=== Selected text ===

There are two important points to remember here:

  1. If you are writing about a character who wants to compromise a network target, and if she can determine the manufacturer and/or model number of the router protecting her target (either through shodan or by portscanning it herself), she can look up the default password either through something like routerpasswords.com or by downloading product documentation from the manufacturer. If the network pukes at the target haven’t secured their router, your character could add routing table rules allowing her direct access to resources on the internal network.
  2. If you haven’t changed the password on the home router that may be sitting on your desk, now would be a good time to do so. (And unless you REALLY need it, you should disable the remote administration feature which was probably enabled by default.)

Target, Home Depot, Ashley Madison, and third-party vendors

If you are interested in writing about large-scale data and credit card theft, you could look to the Target, Home Depot, and Ashley Madison data breaches for inspiration. Much of what we know about these breaches comes from reporter Brian Krebs. His blog is fascinating, and I recommend it very highly. This post will refer heavily to his reporting.

(This post will refer to Target the retailer and targets of crime. Mind the capitalization to tell the difference.)

The retailer Target was the victim of a large data breach during the 2013 holiday shopping season. Criminals stole credit card information of 40 million customers and personal information (names, email and mailing addresses, phone numbers) of 70 million customers. The numbers here are so large that the thieves had trouble selling all the stolen credit card numbers before banks were able to cancel the credit cards, and some banks had trouble re-issuing cards, because the people who turn plastic into credit cards had a huge backlog of orders. (Target recently agreed to a $39.4 million settlement with banks and credit unions as a result of this breach.)

The picture that Krebs’ reporting paints about the Target breach is that it involved an external HVAC company that worked for Target. Someone at the HVAC company fell for a phishing attack, which probably installed a keylogger or some other malware on that person’s (the HVAC company employee) PC, and this enabled the criminals to acquire login information to servers that Target’s vendors use to interact with Target (for work orders, billing, etc.). The criminals were able to use this access to install malware on the point-of-sale (POS) devices at target stores. (Yes, there are probably several steps missing there, which I don’t understand, either, but it’s not the point of this post.) The POS malware was able to upload credit card data to another compromised server on Target’s internal network, and then that internal server exfiltrated the stolen data (gigabytes of it) to external FTP servers all over the world. (See Krebs’ coverage of the Target data breach for more details.)

===

Work item A -
Do these statements agree with the breach text? Answer yes or no for each, quoting the words of the text that decide it. (i) Criminals stole the credit card information of 70 million Target customers. (ii) The Target breach involved an external HVAC company that worked for Target. (iii) An internal server sent the stolen data to external FTP servers.
Work item B -
Please quote the breach text word for word, starting at "Target, Home Depot, Ashley" and ending at "to his reporting.".

=== Dataset content ===

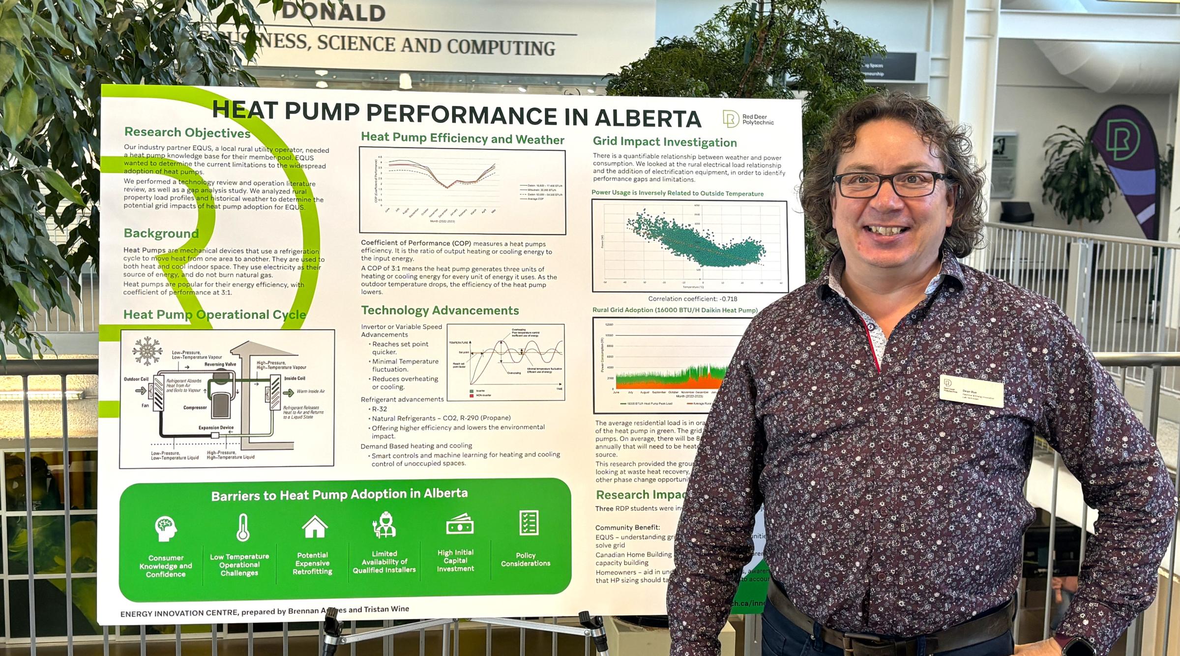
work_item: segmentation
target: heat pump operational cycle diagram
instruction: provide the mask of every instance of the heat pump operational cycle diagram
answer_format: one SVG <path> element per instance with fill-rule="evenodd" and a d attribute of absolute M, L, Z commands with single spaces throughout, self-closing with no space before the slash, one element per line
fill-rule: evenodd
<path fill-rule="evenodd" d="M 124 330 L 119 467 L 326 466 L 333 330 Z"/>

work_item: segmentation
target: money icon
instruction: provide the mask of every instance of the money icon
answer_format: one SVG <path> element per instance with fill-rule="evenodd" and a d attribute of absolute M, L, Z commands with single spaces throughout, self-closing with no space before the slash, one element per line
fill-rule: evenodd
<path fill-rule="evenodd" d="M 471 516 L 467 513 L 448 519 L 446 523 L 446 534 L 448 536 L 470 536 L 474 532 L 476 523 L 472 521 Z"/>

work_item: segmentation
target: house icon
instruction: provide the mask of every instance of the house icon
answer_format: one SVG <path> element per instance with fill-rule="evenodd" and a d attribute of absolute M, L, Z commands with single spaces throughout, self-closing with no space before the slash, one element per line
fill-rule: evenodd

===

Answer A -
(i) No: "Criminals stole credit card information of 40 million customers and personal information (names, email and mailing addresses, phone numbers) of 70 million customers."
(ii) Yes: "it involved an external HVAC company that worked for Target."
(iii) Yes: "that internal server exfiltrated the stolen data (gigabytes of it) to external FTP servers all over the world."

Answer B -
Target, Home Depot, Ashley Madison, and third-party vendors

If you are interested in writing about large-scale data and credit card theft, you could look to the Target, Home Depot, and Ashley Madison data breaches for inspiration. Much of what we know about these breaches comes from reporter Brian Krebs. His blog is fascinating, and I recommend it very highly. This post will refer heavily to his reporting.